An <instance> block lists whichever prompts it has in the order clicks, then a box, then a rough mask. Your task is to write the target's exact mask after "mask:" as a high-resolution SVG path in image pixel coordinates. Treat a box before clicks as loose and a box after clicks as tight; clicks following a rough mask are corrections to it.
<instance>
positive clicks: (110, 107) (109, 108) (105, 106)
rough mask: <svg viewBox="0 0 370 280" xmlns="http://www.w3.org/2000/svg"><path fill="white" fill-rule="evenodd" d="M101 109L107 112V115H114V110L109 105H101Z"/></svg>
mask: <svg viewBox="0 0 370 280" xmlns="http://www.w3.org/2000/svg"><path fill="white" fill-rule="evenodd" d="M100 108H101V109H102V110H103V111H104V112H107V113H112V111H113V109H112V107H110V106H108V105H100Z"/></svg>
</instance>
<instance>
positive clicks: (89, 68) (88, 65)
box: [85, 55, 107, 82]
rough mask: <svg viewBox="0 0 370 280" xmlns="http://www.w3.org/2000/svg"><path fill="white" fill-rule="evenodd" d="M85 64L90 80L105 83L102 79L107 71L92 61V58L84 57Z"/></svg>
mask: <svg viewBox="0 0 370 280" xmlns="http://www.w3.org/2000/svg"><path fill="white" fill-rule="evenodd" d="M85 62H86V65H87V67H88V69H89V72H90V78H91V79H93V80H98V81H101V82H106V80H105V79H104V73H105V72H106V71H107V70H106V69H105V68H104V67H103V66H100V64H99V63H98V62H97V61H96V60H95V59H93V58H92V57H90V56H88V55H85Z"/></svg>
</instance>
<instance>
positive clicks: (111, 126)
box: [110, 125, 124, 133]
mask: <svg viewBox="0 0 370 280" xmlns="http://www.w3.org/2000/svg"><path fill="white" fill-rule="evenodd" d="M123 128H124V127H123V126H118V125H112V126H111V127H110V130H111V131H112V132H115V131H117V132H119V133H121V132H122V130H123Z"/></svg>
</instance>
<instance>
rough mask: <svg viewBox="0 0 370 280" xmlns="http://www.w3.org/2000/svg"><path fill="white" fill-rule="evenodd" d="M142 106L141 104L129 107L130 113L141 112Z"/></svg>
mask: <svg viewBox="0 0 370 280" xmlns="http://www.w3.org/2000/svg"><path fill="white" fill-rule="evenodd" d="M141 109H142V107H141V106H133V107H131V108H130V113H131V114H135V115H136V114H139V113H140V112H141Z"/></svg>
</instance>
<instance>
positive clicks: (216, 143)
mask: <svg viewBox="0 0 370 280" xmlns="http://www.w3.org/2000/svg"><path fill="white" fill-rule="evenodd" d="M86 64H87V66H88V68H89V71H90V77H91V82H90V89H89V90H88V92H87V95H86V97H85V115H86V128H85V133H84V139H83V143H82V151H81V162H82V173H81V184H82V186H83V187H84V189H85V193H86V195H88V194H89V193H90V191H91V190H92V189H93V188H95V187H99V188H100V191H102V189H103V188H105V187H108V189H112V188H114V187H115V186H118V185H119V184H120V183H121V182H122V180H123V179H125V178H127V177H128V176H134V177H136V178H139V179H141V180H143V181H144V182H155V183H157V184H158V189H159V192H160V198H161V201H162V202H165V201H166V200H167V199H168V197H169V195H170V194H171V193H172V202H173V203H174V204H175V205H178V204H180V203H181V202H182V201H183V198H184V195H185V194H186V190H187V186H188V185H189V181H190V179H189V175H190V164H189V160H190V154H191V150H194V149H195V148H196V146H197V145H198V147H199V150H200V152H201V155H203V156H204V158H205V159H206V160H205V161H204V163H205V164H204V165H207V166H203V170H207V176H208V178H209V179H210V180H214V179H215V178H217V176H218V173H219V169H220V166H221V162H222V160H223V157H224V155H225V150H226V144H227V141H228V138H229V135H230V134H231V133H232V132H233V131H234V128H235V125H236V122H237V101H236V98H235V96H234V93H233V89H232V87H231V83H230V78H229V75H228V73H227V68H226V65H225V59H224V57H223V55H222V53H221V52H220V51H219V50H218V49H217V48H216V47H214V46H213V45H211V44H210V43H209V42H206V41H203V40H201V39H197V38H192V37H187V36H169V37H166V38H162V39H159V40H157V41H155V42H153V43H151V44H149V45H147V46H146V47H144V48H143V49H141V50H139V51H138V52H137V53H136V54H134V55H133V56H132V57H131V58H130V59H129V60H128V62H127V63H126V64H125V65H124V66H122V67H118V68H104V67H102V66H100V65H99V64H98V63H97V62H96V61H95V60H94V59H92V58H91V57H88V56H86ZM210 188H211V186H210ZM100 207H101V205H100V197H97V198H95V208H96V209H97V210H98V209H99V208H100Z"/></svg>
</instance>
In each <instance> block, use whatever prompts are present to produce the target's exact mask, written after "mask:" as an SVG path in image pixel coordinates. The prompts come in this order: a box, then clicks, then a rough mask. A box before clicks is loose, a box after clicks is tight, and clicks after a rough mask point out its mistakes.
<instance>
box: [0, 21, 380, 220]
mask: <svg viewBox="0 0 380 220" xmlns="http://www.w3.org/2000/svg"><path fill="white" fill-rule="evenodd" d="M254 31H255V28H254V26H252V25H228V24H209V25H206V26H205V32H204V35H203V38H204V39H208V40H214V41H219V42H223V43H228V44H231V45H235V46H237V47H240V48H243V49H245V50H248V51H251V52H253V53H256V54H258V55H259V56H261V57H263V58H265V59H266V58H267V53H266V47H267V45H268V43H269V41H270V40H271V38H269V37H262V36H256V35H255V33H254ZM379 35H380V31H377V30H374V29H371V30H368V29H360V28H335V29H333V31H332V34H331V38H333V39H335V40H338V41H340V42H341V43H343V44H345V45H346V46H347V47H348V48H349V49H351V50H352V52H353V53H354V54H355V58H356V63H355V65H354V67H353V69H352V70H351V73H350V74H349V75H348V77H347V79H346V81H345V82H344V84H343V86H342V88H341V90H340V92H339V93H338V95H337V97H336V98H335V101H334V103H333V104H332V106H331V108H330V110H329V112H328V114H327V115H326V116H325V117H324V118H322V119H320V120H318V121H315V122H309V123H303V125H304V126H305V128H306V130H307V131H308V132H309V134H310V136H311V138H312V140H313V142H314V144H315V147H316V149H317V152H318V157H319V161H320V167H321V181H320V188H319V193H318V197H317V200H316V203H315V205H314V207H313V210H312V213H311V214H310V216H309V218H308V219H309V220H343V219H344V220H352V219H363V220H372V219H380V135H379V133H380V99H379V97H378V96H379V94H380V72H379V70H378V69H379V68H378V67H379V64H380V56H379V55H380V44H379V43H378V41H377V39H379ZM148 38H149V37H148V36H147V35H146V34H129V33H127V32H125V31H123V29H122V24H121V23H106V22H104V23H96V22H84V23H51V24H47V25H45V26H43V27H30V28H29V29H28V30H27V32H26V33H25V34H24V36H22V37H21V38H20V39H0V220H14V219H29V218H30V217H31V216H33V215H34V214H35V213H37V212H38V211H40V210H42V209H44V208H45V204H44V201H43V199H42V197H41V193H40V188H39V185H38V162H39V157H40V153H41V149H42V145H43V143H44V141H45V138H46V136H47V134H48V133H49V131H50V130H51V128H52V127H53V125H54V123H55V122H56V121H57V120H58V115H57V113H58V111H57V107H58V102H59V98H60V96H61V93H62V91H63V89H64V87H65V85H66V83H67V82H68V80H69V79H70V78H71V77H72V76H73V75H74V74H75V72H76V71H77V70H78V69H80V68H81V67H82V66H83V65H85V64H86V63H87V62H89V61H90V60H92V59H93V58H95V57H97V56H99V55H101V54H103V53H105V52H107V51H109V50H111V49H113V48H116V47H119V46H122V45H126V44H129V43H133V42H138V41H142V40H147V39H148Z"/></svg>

=-=-=

[AIM OF THE EXERCISE]
Lines containing the word "pixel" in the entries above should be counted, and only that number given.

[YOUR SOLUTION]
2